-- TO DO --
Go through the data below and copy out each line that contains the word "woven". Leave every other line out.

-- DATA IN THIS EXERCISE --
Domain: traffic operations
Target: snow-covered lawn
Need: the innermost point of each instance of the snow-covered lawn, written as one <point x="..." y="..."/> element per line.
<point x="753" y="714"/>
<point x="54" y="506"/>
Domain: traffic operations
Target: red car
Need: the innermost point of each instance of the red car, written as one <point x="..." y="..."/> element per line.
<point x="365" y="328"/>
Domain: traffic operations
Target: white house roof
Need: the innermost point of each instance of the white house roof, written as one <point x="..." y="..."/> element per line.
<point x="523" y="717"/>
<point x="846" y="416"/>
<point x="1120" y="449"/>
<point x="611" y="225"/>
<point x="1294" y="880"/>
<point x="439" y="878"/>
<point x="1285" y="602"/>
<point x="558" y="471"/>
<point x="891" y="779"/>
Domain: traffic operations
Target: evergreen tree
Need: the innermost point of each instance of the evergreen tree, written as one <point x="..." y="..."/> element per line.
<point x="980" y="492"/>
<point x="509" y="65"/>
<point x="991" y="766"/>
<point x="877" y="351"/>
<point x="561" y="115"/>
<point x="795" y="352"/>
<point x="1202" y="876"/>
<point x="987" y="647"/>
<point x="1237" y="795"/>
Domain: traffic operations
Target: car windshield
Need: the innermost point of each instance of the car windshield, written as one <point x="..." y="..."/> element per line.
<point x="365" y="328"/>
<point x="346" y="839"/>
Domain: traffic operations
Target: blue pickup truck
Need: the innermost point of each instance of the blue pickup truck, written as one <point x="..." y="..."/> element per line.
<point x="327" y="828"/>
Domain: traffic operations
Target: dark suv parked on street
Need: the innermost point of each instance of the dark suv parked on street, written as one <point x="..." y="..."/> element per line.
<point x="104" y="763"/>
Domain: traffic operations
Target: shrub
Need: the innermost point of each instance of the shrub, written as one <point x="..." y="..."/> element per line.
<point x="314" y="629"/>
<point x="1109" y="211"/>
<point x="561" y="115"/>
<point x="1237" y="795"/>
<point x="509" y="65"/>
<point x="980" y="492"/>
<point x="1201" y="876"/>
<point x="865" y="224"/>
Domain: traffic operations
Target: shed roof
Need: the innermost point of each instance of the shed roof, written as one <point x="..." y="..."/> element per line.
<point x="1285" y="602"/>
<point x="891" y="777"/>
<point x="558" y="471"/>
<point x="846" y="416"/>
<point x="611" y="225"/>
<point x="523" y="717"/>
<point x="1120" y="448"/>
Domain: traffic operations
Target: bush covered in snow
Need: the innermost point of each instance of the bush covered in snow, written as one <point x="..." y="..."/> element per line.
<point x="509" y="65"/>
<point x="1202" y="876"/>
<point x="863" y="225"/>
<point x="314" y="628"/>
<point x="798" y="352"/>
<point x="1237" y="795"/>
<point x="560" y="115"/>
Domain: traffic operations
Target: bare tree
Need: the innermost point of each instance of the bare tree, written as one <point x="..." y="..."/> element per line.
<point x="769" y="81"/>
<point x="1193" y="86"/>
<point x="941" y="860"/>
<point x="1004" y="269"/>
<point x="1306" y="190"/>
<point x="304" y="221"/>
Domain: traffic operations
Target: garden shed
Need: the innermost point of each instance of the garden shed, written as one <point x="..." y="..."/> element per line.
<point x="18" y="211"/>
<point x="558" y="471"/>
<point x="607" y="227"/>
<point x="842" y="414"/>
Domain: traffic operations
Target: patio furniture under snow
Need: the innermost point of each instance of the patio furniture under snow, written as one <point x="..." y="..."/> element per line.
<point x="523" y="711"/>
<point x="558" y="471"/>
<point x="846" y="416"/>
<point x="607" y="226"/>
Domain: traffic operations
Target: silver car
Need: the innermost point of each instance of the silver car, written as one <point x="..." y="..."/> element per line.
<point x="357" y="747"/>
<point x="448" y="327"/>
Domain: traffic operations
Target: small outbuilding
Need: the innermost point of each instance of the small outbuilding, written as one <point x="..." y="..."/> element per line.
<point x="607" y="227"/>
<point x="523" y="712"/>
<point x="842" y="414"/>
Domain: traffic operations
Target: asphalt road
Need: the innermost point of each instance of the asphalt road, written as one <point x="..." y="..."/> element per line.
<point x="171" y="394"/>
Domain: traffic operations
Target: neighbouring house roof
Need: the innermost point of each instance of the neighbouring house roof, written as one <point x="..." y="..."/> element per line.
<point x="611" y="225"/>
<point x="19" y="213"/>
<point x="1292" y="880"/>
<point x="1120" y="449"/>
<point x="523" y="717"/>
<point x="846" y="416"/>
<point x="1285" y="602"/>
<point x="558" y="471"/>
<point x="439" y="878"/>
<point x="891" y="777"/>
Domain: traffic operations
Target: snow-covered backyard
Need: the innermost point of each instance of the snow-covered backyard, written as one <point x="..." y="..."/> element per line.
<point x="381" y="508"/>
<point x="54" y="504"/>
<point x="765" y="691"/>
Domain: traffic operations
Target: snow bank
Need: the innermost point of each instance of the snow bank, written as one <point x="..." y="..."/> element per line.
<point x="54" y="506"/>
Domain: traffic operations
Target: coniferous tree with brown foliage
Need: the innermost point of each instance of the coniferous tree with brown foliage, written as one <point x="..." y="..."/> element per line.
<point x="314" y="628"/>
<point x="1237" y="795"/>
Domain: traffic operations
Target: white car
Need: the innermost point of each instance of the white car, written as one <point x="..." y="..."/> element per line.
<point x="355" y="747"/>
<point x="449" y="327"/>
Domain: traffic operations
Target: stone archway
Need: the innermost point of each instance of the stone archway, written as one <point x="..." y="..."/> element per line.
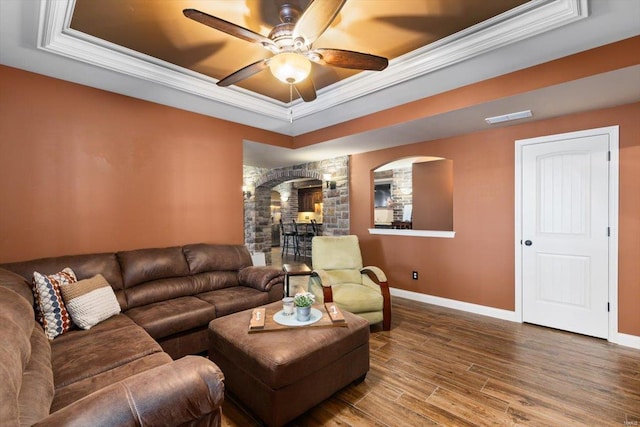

* * *

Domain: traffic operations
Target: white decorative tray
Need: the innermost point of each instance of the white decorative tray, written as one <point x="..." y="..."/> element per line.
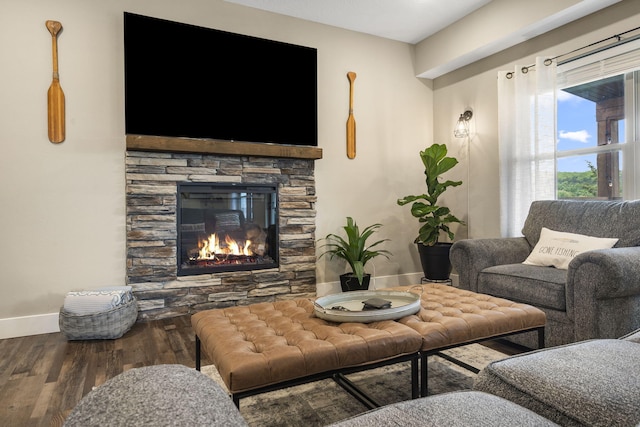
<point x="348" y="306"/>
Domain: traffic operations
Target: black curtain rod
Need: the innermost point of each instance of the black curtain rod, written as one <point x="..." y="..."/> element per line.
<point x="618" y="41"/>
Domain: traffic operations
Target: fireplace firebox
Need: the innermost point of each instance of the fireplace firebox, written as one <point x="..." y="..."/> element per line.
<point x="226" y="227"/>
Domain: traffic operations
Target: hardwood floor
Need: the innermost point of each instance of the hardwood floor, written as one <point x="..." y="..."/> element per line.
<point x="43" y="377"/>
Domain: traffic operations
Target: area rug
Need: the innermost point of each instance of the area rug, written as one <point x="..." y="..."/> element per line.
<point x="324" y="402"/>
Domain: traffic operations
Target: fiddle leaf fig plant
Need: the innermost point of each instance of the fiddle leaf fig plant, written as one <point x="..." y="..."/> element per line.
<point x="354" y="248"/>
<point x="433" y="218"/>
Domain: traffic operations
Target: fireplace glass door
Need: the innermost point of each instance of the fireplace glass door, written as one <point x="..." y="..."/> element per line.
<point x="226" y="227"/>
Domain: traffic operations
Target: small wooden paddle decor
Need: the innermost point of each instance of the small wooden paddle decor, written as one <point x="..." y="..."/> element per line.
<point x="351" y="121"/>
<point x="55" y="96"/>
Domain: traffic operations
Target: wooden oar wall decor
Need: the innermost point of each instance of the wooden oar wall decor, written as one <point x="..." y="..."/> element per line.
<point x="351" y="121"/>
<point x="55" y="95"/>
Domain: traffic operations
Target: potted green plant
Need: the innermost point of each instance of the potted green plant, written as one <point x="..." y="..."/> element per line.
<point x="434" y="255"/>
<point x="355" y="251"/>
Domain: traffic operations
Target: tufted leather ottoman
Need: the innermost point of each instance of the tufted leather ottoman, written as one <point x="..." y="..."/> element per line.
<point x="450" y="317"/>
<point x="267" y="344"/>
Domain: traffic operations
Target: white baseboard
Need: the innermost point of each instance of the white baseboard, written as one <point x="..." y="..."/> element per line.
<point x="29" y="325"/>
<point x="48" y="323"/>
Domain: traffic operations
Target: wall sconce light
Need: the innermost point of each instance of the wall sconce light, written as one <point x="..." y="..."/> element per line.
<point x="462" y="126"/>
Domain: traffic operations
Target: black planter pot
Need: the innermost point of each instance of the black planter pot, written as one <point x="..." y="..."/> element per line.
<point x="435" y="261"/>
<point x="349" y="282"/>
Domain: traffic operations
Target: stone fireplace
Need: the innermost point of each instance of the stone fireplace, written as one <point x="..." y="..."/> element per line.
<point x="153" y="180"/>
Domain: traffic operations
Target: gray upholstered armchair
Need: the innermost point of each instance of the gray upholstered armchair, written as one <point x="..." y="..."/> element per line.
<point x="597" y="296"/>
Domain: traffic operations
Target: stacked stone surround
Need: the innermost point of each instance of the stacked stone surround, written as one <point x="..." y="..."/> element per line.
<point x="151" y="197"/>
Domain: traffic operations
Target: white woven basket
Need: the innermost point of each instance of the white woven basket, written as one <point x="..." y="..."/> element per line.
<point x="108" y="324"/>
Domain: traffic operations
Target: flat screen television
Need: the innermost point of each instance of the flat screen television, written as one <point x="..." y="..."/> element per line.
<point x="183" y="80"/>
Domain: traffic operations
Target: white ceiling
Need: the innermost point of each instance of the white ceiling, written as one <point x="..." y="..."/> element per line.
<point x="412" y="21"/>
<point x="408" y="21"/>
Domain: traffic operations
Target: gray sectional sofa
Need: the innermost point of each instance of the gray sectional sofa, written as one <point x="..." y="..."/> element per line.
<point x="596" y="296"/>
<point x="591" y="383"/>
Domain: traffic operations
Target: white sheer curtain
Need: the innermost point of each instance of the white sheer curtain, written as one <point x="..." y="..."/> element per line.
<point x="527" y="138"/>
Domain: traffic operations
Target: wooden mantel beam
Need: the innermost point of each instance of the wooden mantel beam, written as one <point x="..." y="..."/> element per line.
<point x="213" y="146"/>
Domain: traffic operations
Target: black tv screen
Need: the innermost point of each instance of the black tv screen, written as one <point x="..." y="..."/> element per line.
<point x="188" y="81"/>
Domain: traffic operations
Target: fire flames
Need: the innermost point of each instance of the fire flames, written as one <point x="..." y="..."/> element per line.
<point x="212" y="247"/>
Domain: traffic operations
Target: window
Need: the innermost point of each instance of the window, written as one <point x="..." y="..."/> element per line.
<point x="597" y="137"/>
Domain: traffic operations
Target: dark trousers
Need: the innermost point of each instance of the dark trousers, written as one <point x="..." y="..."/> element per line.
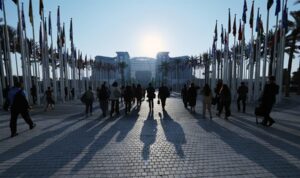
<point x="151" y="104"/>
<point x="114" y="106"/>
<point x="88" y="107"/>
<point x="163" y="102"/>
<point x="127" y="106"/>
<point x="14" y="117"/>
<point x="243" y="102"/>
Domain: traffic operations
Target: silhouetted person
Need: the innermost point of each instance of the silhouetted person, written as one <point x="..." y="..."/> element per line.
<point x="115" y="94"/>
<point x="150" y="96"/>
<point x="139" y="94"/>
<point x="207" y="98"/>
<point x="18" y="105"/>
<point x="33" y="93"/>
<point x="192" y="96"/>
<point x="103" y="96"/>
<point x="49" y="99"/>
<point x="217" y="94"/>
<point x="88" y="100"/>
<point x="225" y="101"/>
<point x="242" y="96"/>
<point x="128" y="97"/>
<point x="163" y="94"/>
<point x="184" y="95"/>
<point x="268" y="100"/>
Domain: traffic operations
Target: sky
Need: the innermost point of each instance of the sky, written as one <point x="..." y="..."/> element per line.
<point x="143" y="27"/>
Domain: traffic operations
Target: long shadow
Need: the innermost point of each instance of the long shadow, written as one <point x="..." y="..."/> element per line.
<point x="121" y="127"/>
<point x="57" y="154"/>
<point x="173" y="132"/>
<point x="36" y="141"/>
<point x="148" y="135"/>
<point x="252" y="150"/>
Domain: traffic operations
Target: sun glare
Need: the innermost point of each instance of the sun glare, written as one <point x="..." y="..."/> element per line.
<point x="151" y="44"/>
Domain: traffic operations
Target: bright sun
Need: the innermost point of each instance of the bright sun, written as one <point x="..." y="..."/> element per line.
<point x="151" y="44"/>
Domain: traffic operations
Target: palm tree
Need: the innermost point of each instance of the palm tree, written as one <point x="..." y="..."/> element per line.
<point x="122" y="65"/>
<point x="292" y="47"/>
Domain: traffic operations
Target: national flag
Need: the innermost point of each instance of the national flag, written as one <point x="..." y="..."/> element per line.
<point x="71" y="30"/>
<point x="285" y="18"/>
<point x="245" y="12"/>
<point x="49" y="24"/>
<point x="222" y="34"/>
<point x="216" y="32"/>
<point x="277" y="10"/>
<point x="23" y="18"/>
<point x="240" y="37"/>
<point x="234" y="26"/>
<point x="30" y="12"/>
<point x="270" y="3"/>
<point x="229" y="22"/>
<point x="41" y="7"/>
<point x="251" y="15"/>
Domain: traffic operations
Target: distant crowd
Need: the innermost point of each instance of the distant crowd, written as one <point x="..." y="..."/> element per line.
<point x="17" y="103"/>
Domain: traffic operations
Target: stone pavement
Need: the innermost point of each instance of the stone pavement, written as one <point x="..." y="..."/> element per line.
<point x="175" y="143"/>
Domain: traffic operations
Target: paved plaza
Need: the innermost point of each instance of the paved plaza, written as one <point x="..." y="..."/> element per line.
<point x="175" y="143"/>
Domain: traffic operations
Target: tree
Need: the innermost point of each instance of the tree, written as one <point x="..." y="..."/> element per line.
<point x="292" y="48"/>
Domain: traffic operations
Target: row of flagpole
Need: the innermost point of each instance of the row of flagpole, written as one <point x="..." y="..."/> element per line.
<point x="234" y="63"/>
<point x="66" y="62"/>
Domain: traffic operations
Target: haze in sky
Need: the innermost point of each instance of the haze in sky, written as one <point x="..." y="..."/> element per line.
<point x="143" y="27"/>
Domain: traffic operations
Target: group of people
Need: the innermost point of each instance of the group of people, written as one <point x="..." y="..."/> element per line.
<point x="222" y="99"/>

-- RESPONSE BELOW --
Target: white woven basket
Need: the innermost point of each instance of the white woven basket, written as one <point x="..." y="..."/> element per line.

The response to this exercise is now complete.